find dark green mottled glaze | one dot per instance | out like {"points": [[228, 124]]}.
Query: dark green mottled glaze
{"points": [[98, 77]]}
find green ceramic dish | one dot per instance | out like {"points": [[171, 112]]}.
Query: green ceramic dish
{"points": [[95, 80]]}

******

(Short exercise): Copy out all of the records above exactly, line for line.

(Response):
find dark green mottled glaze | one dot per instance | out like {"points": [[228, 124]]}.
Query: dark green mottled glaze
{"points": [[98, 77]]}
find green ceramic dish | one dot per instance | out like {"points": [[171, 112]]}.
Query: green ceramic dish
{"points": [[95, 80]]}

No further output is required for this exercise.